■ **USING THE INFORMATION**:
a: How often does the article on cancer warning signs say doctors recommend examining your own breasts and testicles for lumps?
b: Continue the article on cancer warning signs from its final sentence, in the same style.

■ **READING PASSAGE**:
What Are the Most Common Warning Signs of Cancer?
In the United States, cancer is the second-leading cause of death behind heart disease. But the earlier you detect it, the better your chances are for survival. Unfortunately, some people can have cancer without any symptoms, which means regular physical exams are essential for your well-being. It's also important to pay close attention to your body's signs, even when they're minor or easily dismissed.
If you're experiencing any of the following issues, you may want to make an appointment with your doctor to get things checked out sooner rather than later — especially if you're at a greater risk for certain types of cancer.
Sudden or unusual bleeding from various parts of your body may be a sign of cancer. Nosebleeds can stem from cancer of the nasal cavity or from leukemia. Coughing up blood could indicate lung cancer. Bloody discharge from your nipple could be a sign of breast cancer.
It's also important to check for blood when you go to the bathroom. Bloody stools may indicate colorectal cancer, while cancer of the bladder or kidneys could cause bloody urine. For women, bloody discharge from the vagina when it's not time for a period could be a sign of cancer in the reproductive organs.
If any unusual lumps or bumps appear on or under your skin, get them checked out. This is especially true if they appear on your breasts or under your arms, as these can be signs of breast cancer. For men, lumps in the testicles could be a sign of testicular cancer. Doctors recommend examining your own breasts and testicles for lumps at least once a month.

■ **RECORDED INFORMATION**:

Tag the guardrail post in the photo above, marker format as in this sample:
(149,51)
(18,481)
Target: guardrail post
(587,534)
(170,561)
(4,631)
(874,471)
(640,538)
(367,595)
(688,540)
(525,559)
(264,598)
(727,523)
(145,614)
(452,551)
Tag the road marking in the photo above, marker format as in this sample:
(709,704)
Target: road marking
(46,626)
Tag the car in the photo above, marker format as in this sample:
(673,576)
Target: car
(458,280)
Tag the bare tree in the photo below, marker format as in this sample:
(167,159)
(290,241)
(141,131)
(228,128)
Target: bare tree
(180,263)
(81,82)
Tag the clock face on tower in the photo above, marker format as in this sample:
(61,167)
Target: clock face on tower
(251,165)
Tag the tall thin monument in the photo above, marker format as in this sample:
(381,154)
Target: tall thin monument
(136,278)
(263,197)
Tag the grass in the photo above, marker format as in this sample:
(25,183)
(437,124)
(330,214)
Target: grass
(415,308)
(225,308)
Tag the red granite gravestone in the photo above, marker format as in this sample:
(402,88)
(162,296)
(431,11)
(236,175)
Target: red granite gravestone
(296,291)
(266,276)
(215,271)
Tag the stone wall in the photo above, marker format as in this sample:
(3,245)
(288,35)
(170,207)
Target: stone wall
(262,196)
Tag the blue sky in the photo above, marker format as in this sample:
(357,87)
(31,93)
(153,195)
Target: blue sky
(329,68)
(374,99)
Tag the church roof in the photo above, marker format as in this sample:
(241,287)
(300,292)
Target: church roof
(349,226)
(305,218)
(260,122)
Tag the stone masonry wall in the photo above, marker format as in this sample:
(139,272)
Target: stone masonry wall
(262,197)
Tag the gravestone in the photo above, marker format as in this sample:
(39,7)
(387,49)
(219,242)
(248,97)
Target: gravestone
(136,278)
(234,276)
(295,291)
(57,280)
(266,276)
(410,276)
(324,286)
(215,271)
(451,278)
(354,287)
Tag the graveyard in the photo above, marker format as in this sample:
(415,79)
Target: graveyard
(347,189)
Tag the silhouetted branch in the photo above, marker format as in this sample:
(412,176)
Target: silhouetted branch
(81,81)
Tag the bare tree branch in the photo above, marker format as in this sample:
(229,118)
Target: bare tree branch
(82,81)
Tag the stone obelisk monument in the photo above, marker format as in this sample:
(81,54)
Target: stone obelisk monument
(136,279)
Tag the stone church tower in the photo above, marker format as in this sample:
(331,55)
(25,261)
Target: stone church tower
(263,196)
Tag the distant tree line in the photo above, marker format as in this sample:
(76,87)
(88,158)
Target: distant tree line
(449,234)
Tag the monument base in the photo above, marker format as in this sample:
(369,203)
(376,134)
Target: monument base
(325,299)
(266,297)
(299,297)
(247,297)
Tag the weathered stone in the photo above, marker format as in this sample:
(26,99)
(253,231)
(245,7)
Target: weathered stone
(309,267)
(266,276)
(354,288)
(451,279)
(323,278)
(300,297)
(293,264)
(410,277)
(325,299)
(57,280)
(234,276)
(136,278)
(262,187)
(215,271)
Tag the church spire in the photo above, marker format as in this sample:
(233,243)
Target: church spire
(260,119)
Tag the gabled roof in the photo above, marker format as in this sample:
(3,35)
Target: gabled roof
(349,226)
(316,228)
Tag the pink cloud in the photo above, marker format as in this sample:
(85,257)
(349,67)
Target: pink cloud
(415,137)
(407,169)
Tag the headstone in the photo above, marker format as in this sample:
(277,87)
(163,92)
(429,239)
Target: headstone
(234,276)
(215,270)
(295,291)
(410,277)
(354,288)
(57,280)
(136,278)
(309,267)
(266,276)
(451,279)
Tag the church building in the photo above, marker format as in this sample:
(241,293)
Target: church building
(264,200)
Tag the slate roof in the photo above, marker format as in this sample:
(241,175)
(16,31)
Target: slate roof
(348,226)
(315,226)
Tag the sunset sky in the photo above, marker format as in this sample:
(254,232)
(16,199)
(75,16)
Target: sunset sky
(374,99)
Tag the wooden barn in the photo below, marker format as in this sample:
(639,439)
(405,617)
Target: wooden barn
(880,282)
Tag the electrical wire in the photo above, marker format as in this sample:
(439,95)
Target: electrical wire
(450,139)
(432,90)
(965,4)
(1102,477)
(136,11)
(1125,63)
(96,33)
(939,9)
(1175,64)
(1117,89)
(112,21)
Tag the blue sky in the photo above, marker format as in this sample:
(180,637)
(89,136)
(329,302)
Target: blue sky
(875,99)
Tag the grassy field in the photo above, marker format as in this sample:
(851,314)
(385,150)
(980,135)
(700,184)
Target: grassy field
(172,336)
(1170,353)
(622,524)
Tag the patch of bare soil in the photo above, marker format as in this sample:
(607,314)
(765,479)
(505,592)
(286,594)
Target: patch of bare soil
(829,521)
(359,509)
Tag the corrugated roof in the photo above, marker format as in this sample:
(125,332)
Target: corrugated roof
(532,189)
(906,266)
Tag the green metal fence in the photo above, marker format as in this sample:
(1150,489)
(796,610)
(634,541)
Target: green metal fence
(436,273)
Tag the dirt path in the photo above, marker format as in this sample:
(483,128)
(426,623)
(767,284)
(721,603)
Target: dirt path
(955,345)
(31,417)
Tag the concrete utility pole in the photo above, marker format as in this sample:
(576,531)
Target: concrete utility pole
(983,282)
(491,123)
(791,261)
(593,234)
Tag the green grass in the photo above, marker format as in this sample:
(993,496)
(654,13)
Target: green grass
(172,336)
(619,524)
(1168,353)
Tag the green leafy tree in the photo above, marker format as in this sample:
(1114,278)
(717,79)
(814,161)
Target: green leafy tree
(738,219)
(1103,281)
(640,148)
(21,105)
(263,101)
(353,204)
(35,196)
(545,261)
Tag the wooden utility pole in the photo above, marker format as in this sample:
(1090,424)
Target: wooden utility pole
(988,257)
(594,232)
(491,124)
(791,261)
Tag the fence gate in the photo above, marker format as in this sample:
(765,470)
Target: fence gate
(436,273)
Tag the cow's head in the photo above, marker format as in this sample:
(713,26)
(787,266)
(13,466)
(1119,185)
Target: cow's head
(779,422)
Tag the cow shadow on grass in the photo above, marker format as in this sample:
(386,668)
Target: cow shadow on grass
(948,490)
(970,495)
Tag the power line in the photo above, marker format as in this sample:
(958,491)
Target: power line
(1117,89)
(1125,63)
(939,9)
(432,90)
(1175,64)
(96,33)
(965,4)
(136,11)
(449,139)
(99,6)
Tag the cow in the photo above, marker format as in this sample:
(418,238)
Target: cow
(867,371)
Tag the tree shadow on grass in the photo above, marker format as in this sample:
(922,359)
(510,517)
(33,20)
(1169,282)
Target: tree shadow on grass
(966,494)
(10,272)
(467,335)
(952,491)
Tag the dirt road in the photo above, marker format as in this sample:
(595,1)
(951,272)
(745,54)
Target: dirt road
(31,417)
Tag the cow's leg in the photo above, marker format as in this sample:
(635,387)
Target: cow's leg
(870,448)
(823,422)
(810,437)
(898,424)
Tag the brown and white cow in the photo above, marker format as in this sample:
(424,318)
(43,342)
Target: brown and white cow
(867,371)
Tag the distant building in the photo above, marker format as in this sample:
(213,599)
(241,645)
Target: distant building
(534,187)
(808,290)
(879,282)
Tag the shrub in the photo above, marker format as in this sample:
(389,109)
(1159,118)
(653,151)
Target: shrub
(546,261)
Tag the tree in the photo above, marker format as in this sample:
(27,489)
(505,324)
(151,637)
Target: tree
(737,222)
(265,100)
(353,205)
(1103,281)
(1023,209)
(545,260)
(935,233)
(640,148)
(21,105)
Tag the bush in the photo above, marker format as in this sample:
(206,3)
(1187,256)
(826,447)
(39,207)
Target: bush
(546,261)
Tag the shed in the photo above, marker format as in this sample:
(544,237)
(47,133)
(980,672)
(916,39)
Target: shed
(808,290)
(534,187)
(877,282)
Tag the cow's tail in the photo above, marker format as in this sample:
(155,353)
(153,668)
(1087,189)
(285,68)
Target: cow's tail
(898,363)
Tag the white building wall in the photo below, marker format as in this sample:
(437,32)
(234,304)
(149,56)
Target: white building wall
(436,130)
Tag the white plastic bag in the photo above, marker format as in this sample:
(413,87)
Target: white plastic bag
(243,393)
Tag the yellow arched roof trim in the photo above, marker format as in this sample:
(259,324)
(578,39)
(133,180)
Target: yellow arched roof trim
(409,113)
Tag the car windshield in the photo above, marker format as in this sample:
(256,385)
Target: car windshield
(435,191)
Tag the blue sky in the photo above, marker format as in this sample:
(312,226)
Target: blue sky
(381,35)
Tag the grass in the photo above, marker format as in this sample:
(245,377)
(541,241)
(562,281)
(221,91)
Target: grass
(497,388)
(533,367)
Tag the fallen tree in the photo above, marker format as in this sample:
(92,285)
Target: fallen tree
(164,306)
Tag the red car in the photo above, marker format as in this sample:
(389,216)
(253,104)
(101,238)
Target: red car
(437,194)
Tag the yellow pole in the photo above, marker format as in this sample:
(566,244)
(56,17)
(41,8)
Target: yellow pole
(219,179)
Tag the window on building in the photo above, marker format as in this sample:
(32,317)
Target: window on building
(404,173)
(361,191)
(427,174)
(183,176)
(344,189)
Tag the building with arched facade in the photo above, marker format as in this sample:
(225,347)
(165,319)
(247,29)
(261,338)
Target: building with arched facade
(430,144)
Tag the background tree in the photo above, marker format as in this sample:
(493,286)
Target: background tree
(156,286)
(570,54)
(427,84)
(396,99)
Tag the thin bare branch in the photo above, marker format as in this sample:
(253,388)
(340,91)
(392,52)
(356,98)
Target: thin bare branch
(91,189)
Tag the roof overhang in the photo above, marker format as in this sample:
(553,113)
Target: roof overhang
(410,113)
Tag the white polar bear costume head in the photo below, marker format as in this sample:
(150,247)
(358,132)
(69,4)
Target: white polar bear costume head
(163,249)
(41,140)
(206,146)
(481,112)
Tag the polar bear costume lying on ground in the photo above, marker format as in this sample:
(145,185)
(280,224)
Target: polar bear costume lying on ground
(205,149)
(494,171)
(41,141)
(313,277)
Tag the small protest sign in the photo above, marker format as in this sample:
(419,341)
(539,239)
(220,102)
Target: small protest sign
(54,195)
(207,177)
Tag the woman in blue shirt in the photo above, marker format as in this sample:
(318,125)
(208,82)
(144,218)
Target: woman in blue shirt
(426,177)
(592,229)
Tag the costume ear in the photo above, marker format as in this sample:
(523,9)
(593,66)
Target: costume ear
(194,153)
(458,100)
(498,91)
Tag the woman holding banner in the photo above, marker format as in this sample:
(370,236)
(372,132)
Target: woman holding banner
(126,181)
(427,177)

■ **EXPECTED RESULTS**:
a: At least once a month.

b:
A cough here and there isn't something to be concerned about, but if it won't go away, you may want to get it checked out. This is especially true if you also experience hoarseness and if you smoke or are at greater risk for cancer. It could be a sign of lung or throat cancer. Unfortunately, lung cancer often goes undetected during its earliest stages.
Loss of Appetite
Appetite changes can be a sign of many health issues, some of which aren't as serious as cancer. But if you find that you aren't hungry for long periods of time, it could be the way cancer is impacting your metabolism, making it harder for your body to break down and digest food. Certain cancers of the digestive system, such as stomach, colon and pancreatic cancers, can also make you feel fuller so that you’re less inclined to eat. In some cases, ovarian cancer may interfere with your appetite.
Fatigue seems to be a normal way of life for many of us as we navigate our way through working, taking care of our families and taking care of ourselves. But if you feel extra-tired and you take some time to rest and destress but still don't feel any better, it may be a sign of something more troublesome. Certain types of cancer, like leukemia and colon cancer, can make you anemic. If the number of blood cells in your body is low, it can make you feel tired even after resting.
As we age, aches and pains become a normal element of life, but if you have persistent pain that occurs for no particular reason, it could be a warning sign of cancer. Unfortunately, once cancer causes relentless pain, it's usually in its later stages. Body pains could be a sign of bone cancer, while headaches could be a sign of brain cancer. Ovarian and colorectal cancers can cause back pain.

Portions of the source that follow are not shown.